START Given entries

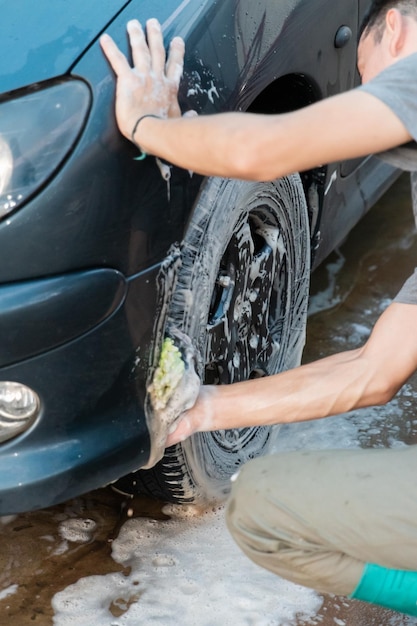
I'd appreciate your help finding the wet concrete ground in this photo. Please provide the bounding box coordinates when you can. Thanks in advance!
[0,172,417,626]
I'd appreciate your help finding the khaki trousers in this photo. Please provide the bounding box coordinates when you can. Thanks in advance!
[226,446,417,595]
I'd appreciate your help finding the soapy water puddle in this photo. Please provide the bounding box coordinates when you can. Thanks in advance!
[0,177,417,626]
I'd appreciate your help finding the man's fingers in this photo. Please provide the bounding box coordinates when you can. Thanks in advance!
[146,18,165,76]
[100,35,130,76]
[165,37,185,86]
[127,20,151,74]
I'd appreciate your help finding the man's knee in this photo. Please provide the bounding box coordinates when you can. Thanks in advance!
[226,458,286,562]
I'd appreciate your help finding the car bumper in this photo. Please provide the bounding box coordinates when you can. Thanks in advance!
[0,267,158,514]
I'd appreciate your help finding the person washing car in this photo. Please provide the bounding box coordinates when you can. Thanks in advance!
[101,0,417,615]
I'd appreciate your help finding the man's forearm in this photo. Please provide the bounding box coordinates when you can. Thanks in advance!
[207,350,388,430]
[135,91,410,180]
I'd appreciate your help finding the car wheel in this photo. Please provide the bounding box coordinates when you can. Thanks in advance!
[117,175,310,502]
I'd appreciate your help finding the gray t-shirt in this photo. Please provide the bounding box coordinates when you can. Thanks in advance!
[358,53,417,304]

END Given entries

* **Stated task**: Retype every line of the data above verbatim, omitting the pictures.

* **Solution for this problem**:
I'd appreciate your help finding the wet concrete ground in this photo. Please provide the bounding box coordinates when you can. Thanks in advance!
[0,172,417,626]
I'd appreciate your help finding the khaki trousers in this photo. Please provide the bounding box coordinates when you can. Thanks in advance!
[226,446,417,595]
I'd appreciate your help finding the soapy water puddle in this photo. Please provide the bounding box coordinates when you can. Thanks in advance!
[0,177,417,626]
I'd appreciate your help finding the man's fingers in this photo. Please provide the bounding box coordinates when you can. Thanks in advance!
[146,18,165,76]
[100,35,130,76]
[165,37,185,86]
[127,20,151,74]
I'd appreciate your help finding the man's knee in this photo. Please provide the bounding box coordinates when you can. Thanks in advance!
[226,458,286,562]
I'd appreciate your help finding the car bumper in this photo. Please provide the bounding box coordinates when you can. Thanks in advance!
[0,267,158,514]
I'd appreciate your help finding the person washing car in this photo. Please provide the bounding box coordinates when you can. Thanks in advance!
[101,0,417,615]
I'd appreciate your help finding the man's forearm in this photo. Please provide the bounding box coordinates when you can. Thanks in advance!
[207,350,388,430]
[135,91,410,180]
I'd appreciate your help finding the car wheel in this photo. Please provide the bounding box coordinates when you can. Thanks in advance!
[117,175,310,502]
I'd appreciate your help finding the gray t-shirt in this photo. Please provide the bounding box coordinates when you can. Thanks in advance!
[358,53,417,304]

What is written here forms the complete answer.